Aim of the task -
Of all the entries below, retype only the lines from the one with "26L65 33L67 55L74" through the one with "positive clicks: (90, 47) (87, 55)", exactly as they appear.

Stored data
=-=-=

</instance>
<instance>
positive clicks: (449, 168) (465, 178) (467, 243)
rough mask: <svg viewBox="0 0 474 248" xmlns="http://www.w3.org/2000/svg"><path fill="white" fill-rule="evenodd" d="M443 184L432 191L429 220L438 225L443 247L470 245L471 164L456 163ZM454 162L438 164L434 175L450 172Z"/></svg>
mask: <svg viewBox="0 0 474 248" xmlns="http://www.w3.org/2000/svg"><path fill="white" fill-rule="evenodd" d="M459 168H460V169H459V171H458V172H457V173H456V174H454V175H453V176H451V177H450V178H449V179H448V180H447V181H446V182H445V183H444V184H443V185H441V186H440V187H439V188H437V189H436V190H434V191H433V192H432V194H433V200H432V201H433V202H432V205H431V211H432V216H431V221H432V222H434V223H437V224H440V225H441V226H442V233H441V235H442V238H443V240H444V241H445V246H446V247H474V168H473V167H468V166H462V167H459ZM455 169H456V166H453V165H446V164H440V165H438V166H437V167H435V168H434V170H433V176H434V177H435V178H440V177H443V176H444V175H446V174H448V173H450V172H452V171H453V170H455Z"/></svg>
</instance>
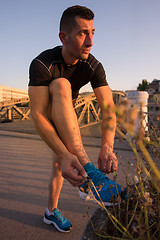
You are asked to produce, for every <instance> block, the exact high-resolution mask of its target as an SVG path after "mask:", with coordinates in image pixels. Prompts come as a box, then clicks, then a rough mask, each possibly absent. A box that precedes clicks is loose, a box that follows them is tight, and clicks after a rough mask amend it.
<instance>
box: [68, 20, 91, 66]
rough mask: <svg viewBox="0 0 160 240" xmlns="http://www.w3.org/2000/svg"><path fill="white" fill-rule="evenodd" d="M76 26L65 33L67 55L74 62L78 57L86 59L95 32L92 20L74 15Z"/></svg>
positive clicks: (90, 47) (87, 55)
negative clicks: (77, 16) (66, 38)
mask: <svg viewBox="0 0 160 240" xmlns="http://www.w3.org/2000/svg"><path fill="white" fill-rule="evenodd" d="M75 19H76V22H77V24H76V27H74V29H73V30H72V31H71V33H69V34H67V42H66V45H65V47H66V50H67V54H68V56H70V58H72V59H73V60H74V61H75V62H76V61H77V60H78V59H87V58H88V55H89V52H90V50H91V47H92V45H93V35H94V32H95V29H94V23H93V20H86V19H83V18H80V17H76V18H75Z"/></svg>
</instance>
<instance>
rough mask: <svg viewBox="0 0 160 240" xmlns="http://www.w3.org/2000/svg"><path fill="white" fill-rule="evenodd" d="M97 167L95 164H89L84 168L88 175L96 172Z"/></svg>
mask: <svg viewBox="0 0 160 240" xmlns="http://www.w3.org/2000/svg"><path fill="white" fill-rule="evenodd" d="M95 168H96V167H95V166H94V165H93V163H91V162H89V163H87V164H86V165H85V166H84V170H85V171H86V172H87V173H88V172H89V171H93V170H95Z"/></svg>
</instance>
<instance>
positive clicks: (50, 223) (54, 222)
mask: <svg viewBox="0 0 160 240" xmlns="http://www.w3.org/2000/svg"><path fill="white" fill-rule="evenodd" d="M43 221H44V222H45V223H46V224H53V225H54V226H55V227H56V228H57V230H58V231H60V232H70V231H71V229H72V224H71V223H70V221H68V220H67V219H66V218H65V217H63V215H62V213H61V212H60V211H59V210H58V208H55V209H54V210H53V212H51V213H49V211H48V209H46V211H45V215H44V219H43Z"/></svg>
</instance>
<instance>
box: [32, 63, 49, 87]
mask: <svg viewBox="0 0 160 240" xmlns="http://www.w3.org/2000/svg"><path fill="white" fill-rule="evenodd" d="M51 79H52V77H51V74H50V72H49V70H48V69H47V67H46V66H45V65H44V64H43V63H42V62H41V61H39V60H38V59H34V60H33V61H32V62H31V65H30V68H29V86H49V83H50V82H51Z"/></svg>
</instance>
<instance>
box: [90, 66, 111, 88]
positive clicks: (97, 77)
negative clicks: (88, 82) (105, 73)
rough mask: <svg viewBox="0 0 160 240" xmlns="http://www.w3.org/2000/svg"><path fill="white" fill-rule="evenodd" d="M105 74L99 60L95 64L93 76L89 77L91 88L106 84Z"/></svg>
mask: <svg viewBox="0 0 160 240" xmlns="http://www.w3.org/2000/svg"><path fill="white" fill-rule="evenodd" d="M107 85H108V83H107V80H106V74H105V70H104V68H103V66H102V64H101V63H100V62H99V63H98V64H97V67H96V69H95V70H94V72H93V76H92V78H91V86H92V88H93V89H95V88H97V87H102V86H107Z"/></svg>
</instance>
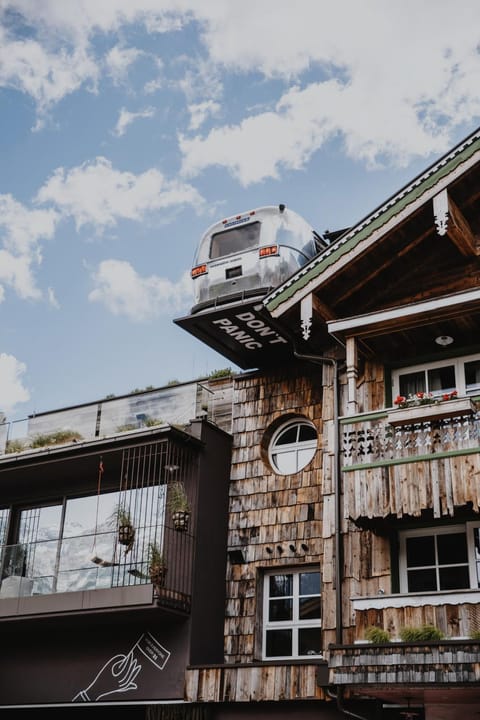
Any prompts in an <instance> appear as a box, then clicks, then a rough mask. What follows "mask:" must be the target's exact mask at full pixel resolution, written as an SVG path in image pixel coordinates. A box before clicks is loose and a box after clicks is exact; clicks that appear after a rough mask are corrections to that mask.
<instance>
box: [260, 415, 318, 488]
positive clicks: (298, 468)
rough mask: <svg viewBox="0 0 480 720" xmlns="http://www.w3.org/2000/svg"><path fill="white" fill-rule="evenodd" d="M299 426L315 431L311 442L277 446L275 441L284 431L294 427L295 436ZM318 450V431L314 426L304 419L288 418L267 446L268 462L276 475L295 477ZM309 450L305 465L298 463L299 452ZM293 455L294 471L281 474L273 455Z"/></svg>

=-=-=

Answer area -
rough mask: <svg viewBox="0 0 160 240" xmlns="http://www.w3.org/2000/svg"><path fill="white" fill-rule="evenodd" d="M76 26L65 33L67 55L74 62L78 57L86 59L95 32L92 20L74 15Z"/></svg>
positive clicks: (90, 47) (87, 55)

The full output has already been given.